→ **Items stored from a collection**:
▽

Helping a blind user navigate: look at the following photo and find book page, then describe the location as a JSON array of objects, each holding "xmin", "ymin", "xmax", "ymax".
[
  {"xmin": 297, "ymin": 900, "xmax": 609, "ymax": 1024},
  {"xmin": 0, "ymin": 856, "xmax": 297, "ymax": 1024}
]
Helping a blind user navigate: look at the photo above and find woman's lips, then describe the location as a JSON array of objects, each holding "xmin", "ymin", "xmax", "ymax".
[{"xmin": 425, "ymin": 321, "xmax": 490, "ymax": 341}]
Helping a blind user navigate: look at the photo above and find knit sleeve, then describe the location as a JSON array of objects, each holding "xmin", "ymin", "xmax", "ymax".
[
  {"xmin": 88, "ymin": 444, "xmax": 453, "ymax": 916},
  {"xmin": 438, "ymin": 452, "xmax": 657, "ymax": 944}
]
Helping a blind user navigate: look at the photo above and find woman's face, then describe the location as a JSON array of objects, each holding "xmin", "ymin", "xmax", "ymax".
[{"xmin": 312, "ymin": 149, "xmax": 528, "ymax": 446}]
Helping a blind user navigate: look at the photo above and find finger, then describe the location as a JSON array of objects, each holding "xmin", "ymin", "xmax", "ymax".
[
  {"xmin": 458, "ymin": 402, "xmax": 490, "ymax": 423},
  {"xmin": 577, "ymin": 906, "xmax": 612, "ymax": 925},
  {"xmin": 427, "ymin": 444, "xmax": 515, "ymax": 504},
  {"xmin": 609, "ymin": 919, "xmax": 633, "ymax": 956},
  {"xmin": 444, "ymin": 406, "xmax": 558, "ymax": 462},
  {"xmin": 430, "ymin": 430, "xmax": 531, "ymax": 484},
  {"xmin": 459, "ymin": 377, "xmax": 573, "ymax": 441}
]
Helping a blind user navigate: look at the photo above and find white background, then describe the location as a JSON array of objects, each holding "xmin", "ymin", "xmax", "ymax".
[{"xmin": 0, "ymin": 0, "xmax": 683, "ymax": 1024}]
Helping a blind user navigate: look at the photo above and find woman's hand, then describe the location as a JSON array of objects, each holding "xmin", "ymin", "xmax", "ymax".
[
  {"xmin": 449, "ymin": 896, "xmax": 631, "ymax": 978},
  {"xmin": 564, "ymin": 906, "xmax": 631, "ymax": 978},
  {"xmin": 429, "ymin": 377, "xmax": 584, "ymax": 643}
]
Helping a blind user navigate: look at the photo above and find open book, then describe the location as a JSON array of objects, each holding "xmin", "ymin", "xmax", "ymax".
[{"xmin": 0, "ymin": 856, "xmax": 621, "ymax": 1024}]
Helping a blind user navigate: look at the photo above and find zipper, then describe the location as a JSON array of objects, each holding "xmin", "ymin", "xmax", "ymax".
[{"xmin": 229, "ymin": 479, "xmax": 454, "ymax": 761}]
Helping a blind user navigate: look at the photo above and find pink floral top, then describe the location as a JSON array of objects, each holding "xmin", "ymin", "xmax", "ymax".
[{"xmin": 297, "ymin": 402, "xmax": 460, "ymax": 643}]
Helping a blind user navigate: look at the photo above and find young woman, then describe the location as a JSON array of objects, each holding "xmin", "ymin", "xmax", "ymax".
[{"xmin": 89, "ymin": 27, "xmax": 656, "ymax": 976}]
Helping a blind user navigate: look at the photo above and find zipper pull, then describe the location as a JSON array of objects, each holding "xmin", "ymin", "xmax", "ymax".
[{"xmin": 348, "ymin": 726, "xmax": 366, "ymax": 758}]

△

→ **Exercise goal**: Extract each line from the records above that contains the word "book".

→ **Answer to this problem**:
Helping a blind user navigate: look at the following photo and find book page, then describe the location as a JSON array of objects, each holding "xmin", "ymin", "xmax", "ymax".
Helping a blind user navigate: look at the photo above and find open book, then describe the location as a JSON array of objects, each holding "xmin", "ymin", "xmax", "ymax".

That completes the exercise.